Written request: Starting at the line with "If you could tag the drawer" in it, reproduce each line below through the last one, exactly, and include nothing else.

Recorded information:
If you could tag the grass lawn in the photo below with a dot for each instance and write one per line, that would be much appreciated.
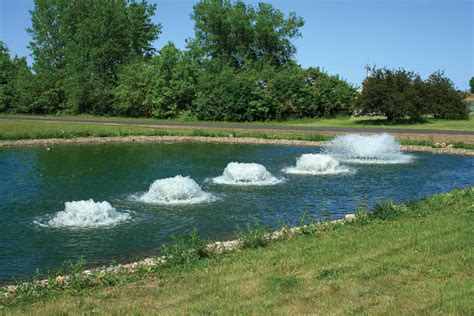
(409, 259)
(14, 130)
(352, 122)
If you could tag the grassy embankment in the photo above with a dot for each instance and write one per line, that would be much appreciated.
(14, 130)
(413, 258)
(350, 122)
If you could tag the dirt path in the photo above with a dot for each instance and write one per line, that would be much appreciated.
(406, 134)
(219, 140)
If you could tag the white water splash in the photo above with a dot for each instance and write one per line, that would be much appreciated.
(367, 149)
(237, 173)
(317, 164)
(86, 214)
(176, 190)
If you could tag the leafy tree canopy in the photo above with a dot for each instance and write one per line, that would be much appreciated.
(236, 34)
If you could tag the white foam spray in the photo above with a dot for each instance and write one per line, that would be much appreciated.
(237, 173)
(86, 214)
(367, 149)
(317, 164)
(176, 190)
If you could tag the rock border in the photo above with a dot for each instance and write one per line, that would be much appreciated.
(215, 248)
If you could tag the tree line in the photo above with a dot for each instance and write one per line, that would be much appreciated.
(97, 57)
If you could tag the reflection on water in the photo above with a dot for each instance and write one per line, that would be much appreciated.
(36, 183)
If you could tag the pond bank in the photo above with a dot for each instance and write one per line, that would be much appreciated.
(202, 139)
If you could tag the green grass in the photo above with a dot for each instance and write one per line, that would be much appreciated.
(352, 122)
(408, 259)
(16, 130)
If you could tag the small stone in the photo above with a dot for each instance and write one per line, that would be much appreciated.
(60, 279)
(349, 217)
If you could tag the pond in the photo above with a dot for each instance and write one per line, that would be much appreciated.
(37, 229)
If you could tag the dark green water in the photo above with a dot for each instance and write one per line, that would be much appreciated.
(35, 183)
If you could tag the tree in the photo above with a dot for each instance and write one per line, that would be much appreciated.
(393, 93)
(16, 83)
(7, 73)
(80, 45)
(162, 87)
(234, 34)
(442, 98)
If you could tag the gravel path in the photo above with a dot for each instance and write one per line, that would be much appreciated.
(253, 127)
(220, 140)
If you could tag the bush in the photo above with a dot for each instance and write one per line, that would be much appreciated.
(393, 93)
(269, 93)
(400, 94)
(442, 98)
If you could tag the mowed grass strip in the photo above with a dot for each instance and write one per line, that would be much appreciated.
(342, 121)
(417, 261)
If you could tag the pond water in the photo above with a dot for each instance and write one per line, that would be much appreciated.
(38, 230)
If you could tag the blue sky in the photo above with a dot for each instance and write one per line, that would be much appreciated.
(340, 36)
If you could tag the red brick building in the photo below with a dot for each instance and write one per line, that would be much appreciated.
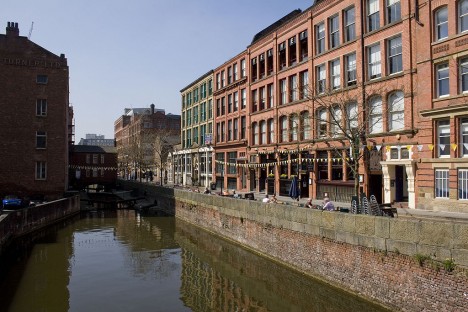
(393, 72)
(93, 165)
(35, 118)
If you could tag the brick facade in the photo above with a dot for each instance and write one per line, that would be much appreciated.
(35, 118)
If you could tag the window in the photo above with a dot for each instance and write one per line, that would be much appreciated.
(305, 120)
(393, 11)
(441, 24)
(41, 139)
(271, 130)
(292, 51)
(336, 121)
(321, 79)
(294, 126)
(234, 69)
(395, 61)
(263, 132)
(303, 46)
(396, 111)
(463, 184)
(236, 101)
(41, 170)
(334, 28)
(42, 79)
(255, 133)
(243, 98)
(373, 17)
(442, 80)
(41, 107)
(464, 75)
(375, 115)
(352, 116)
(293, 88)
(242, 68)
(270, 96)
(284, 128)
(443, 138)
(282, 55)
(350, 21)
(243, 126)
(322, 123)
(464, 137)
(441, 183)
(304, 84)
(335, 77)
(351, 69)
(320, 31)
(463, 16)
(374, 61)
(284, 98)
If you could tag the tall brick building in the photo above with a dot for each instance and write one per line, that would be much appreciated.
(394, 72)
(35, 124)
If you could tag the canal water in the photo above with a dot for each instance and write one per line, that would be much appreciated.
(123, 261)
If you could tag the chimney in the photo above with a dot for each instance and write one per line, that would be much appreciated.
(12, 29)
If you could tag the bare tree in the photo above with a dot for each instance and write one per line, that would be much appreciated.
(345, 119)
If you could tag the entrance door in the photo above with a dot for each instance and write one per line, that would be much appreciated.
(399, 173)
(375, 186)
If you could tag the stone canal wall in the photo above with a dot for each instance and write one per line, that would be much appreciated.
(24, 221)
(395, 261)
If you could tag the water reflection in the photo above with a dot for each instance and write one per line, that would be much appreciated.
(121, 261)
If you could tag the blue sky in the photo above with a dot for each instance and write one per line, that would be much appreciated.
(134, 53)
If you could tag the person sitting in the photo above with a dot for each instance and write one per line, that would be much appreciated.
(328, 205)
(273, 199)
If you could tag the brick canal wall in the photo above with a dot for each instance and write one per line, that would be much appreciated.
(375, 257)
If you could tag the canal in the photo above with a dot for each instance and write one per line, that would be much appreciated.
(122, 261)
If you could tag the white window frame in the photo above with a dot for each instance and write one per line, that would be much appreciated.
(396, 111)
(395, 54)
(443, 82)
(443, 138)
(464, 137)
(334, 29)
(441, 23)
(441, 183)
(462, 184)
(41, 170)
(462, 16)
(320, 37)
(374, 59)
(393, 6)
(335, 74)
(350, 24)
(375, 115)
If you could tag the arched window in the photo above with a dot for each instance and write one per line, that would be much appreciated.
(255, 133)
(462, 16)
(284, 129)
(263, 132)
(322, 123)
(396, 111)
(305, 125)
(441, 23)
(375, 115)
(295, 127)
(271, 130)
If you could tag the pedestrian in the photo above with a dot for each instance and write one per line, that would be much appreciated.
(328, 205)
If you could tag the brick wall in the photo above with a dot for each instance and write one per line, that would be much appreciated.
(374, 257)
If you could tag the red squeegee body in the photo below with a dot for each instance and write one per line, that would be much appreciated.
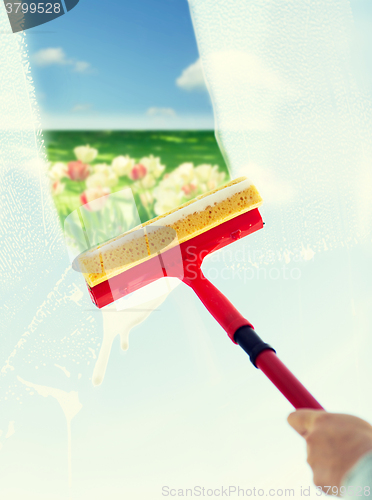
(239, 329)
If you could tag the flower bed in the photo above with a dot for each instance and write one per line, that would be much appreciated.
(156, 190)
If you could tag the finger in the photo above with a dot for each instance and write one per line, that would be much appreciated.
(303, 421)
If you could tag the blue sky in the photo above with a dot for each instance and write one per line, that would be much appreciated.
(118, 59)
(115, 64)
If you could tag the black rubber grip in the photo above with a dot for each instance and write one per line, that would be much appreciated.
(251, 343)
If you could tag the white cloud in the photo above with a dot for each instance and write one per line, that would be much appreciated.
(81, 108)
(47, 57)
(96, 121)
(161, 112)
(57, 56)
(192, 77)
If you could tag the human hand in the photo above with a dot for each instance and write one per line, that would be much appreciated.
(335, 442)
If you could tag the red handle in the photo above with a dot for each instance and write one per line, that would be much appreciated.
(217, 304)
(231, 320)
(291, 388)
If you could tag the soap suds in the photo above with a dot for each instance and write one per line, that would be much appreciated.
(70, 405)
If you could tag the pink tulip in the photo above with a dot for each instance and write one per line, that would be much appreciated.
(77, 170)
(94, 199)
(138, 172)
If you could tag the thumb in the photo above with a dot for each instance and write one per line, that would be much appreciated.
(303, 421)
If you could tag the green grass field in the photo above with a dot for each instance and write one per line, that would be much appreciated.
(173, 147)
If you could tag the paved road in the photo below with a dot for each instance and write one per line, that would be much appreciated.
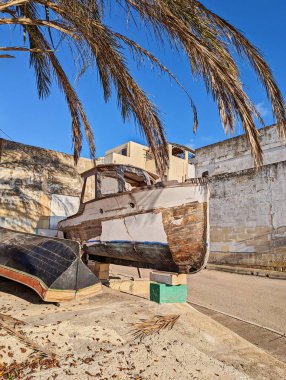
(256, 299)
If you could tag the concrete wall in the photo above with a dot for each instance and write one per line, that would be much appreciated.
(38, 187)
(234, 154)
(248, 218)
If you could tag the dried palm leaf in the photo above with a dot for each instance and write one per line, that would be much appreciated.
(186, 25)
(147, 327)
(11, 326)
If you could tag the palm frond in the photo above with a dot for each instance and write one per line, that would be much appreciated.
(152, 326)
(186, 25)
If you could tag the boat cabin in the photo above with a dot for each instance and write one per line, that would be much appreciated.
(106, 180)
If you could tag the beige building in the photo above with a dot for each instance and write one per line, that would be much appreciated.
(139, 155)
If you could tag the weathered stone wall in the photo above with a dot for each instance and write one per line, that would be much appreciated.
(234, 154)
(248, 218)
(38, 187)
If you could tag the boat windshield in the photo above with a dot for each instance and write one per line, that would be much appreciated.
(106, 180)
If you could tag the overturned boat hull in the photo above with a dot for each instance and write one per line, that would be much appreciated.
(164, 226)
(52, 267)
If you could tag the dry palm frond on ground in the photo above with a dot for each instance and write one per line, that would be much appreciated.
(186, 26)
(41, 357)
(152, 326)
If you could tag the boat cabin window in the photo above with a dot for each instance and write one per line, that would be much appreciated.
(178, 152)
(107, 181)
(89, 189)
(133, 180)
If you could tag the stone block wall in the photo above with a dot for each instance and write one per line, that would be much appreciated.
(248, 218)
(234, 154)
(38, 187)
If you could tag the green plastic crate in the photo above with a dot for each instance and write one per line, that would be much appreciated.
(162, 293)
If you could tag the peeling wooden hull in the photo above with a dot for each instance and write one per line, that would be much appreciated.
(51, 267)
(161, 227)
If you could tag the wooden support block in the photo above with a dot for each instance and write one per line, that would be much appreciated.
(101, 267)
(103, 275)
(100, 270)
(162, 293)
(168, 278)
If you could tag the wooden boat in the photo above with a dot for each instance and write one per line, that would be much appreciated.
(52, 267)
(128, 218)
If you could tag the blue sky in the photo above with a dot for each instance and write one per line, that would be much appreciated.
(47, 123)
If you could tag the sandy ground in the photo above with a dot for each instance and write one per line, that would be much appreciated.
(91, 339)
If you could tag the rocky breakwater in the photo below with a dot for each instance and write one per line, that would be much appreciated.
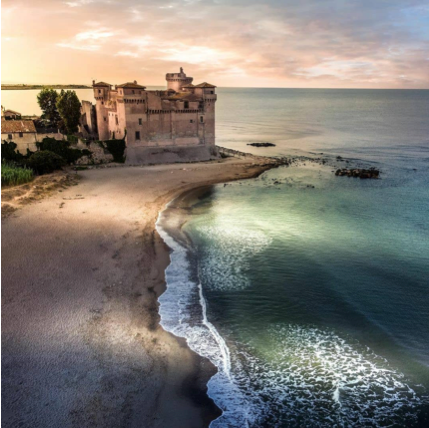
(358, 173)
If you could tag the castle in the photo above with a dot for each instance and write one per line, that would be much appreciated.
(158, 126)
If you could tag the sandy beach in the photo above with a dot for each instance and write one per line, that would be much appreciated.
(82, 270)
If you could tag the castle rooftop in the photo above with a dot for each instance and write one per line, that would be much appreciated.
(205, 85)
(132, 85)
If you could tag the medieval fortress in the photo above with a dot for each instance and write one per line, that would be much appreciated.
(158, 126)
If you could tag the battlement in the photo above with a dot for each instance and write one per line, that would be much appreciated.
(183, 115)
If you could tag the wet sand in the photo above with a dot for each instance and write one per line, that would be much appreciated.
(82, 271)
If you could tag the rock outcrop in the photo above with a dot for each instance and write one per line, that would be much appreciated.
(358, 173)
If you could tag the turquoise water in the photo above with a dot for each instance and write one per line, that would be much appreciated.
(308, 291)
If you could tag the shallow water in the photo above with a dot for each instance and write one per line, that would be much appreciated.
(310, 291)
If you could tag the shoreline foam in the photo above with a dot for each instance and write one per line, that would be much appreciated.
(106, 267)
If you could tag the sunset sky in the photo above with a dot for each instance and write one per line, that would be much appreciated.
(273, 43)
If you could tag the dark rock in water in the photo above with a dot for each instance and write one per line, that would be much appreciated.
(261, 144)
(358, 173)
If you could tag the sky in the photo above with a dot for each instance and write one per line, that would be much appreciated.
(238, 43)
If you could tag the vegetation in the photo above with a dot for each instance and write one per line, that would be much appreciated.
(68, 106)
(62, 148)
(12, 174)
(47, 100)
(45, 161)
(8, 152)
(116, 148)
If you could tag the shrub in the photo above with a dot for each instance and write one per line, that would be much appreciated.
(12, 174)
(62, 148)
(117, 149)
(8, 151)
(45, 161)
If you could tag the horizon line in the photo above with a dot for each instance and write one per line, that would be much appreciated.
(226, 87)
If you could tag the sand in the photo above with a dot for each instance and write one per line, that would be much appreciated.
(81, 273)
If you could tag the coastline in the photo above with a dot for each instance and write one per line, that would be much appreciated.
(105, 340)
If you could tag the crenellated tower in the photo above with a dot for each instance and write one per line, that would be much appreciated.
(176, 81)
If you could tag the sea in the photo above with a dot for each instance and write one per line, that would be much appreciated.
(309, 292)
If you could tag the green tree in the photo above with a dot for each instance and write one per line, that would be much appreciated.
(47, 100)
(68, 106)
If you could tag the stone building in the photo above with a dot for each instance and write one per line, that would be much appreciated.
(22, 132)
(25, 134)
(176, 124)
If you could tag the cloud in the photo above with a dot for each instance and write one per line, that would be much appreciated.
(328, 43)
(90, 40)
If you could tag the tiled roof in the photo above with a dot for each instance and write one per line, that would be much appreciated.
(205, 85)
(184, 96)
(12, 126)
(101, 84)
(11, 112)
(131, 85)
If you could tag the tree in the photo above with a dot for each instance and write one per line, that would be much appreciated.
(68, 106)
(47, 100)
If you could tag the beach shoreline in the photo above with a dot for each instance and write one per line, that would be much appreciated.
(82, 317)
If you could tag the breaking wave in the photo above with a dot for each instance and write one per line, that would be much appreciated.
(300, 376)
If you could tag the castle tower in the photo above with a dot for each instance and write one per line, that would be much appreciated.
(177, 80)
(102, 92)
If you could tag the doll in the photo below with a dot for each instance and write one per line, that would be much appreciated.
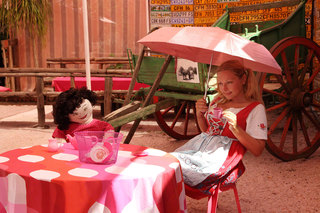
(72, 112)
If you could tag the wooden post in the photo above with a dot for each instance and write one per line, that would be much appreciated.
(107, 96)
(134, 77)
(40, 102)
(149, 97)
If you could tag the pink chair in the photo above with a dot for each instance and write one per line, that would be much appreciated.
(213, 199)
(4, 89)
(227, 183)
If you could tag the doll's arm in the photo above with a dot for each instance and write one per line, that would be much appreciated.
(201, 109)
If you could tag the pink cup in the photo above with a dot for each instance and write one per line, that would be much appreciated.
(98, 146)
(217, 112)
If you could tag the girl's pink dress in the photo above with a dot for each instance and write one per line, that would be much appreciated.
(213, 156)
(94, 125)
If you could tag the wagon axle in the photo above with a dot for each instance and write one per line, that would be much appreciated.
(300, 99)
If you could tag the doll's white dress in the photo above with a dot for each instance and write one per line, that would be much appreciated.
(214, 152)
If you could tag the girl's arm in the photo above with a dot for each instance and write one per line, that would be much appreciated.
(201, 109)
(255, 146)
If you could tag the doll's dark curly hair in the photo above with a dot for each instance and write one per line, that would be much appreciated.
(67, 102)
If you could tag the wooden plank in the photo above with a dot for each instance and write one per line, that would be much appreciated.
(149, 96)
(107, 96)
(40, 102)
(142, 112)
(122, 111)
(285, 3)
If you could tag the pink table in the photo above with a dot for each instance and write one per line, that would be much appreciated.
(32, 179)
(4, 89)
(97, 83)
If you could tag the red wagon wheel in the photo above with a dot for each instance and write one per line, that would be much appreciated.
(180, 121)
(293, 110)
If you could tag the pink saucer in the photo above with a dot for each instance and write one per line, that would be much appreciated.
(140, 153)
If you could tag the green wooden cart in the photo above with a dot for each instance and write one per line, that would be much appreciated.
(292, 99)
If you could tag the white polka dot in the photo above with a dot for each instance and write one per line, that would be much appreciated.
(136, 170)
(17, 193)
(64, 156)
(176, 167)
(155, 152)
(31, 158)
(98, 207)
(44, 175)
(140, 160)
(25, 147)
(125, 154)
(81, 172)
(3, 159)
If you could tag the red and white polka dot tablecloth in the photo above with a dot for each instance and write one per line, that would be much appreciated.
(32, 179)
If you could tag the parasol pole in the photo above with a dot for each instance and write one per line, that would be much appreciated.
(86, 43)
(207, 83)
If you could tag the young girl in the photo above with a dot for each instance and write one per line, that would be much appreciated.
(211, 156)
(72, 112)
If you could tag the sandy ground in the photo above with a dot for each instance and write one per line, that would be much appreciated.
(268, 185)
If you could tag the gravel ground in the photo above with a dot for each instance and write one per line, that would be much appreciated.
(268, 185)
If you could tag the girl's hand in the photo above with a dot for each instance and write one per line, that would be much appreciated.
(231, 118)
(201, 106)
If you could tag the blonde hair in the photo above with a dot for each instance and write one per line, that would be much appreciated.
(250, 88)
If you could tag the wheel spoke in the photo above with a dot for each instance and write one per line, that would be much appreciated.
(275, 93)
(311, 79)
(283, 84)
(314, 91)
(178, 115)
(316, 105)
(314, 121)
(283, 104)
(186, 122)
(286, 67)
(304, 130)
(294, 133)
(296, 65)
(163, 113)
(285, 131)
(277, 121)
(306, 66)
(195, 117)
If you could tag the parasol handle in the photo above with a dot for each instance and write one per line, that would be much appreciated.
(207, 83)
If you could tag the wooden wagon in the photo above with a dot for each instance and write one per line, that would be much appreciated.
(292, 99)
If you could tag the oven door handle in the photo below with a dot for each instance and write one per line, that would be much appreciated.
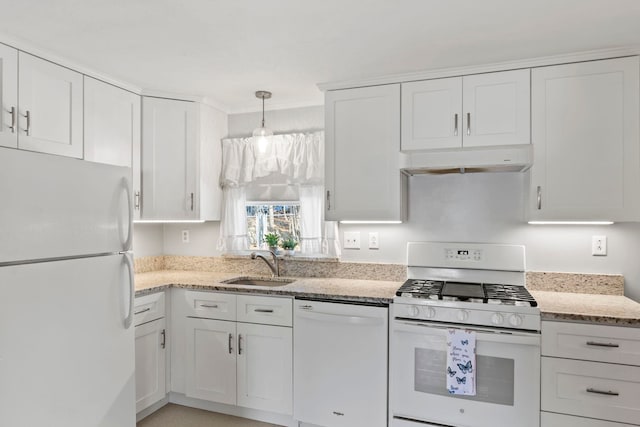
(487, 335)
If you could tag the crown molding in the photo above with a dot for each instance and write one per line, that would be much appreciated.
(590, 55)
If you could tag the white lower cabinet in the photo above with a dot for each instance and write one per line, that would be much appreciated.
(150, 350)
(239, 363)
(589, 375)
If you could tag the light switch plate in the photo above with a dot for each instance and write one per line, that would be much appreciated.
(351, 240)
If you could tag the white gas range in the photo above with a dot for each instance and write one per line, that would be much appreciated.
(478, 291)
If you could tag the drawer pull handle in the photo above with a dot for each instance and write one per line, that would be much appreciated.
(209, 305)
(608, 393)
(603, 344)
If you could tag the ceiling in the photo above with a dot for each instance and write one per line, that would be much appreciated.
(226, 50)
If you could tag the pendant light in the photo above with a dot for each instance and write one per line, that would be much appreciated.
(260, 134)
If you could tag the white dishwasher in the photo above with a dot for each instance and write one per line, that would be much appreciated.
(340, 364)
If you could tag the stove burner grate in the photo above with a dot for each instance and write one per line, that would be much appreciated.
(493, 293)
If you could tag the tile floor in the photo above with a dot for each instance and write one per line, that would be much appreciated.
(181, 416)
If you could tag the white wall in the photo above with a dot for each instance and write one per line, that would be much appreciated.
(470, 207)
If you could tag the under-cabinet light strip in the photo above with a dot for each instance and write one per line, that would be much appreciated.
(168, 221)
(571, 222)
(370, 222)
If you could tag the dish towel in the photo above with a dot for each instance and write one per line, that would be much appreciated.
(461, 362)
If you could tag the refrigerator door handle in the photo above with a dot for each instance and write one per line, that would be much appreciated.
(128, 320)
(127, 242)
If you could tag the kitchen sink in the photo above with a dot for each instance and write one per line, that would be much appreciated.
(258, 281)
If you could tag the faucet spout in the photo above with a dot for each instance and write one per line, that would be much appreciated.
(274, 267)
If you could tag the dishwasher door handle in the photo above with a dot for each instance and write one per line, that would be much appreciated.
(339, 318)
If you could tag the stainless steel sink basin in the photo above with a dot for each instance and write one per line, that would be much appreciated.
(255, 281)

Answer to this task:
If you could tag the drawer pull handle in the photo above with a dot for each instance and write one per line, that would be much appreciated.
(209, 305)
(608, 393)
(603, 344)
If you could tag the ceiling in the photo above with a dot for each instance and write one per line, that would be much appreciated.
(226, 50)
If you could tag the pendant light in the photo above with a dot for each instance and write one per line, that would be much appreciated.
(260, 134)
If you could tag the white dishwasher in the photo above with a dot for each instance and write one per line, that would be much appreciated.
(340, 364)
If you could tag the stove burner grate in the photo above with a dot for each instance and write one per line, that would be much appreciated.
(493, 293)
If you could tag the tile floor in the photo above with a dot for each instance and write one per line, that would be much appreciated.
(181, 416)
If you could tag the white wall in the photo above with a dot for each instance and write one per line, that would be much appreciated.
(470, 207)
If you could tag the under-cabinet light strip in the photo above with a dot for each instance and write one per line, that would be much appreciated.
(168, 221)
(571, 222)
(370, 222)
If you could tag the dish towel in the photo above with a dot for each instance and write one per line, that would be much appreciated.
(461, 362)
If you could tag the refrigerator door handle in the photo above with a dot for each instance and write one per line, that would be much appreciated.
(128, 320)
(127, 242)
If you could tag the kitchen sink in the photo above with a dot for each instance and write one per line, that would be much appreciated.
(258, 281)
If you could tag the faucet spout in the photo above with a dot for each instance and write one per line, that would be much appreciated.
(274, 267)
If you could tag the dishwasher door handle in the photo above with a dot for each instance and write one per line, that would be much appreciated.
(339, 318)
If you could tag the stainless steel sink basin in the photo above with a dot for each instance and write one per line, that would be much appreciated.
(255, 281)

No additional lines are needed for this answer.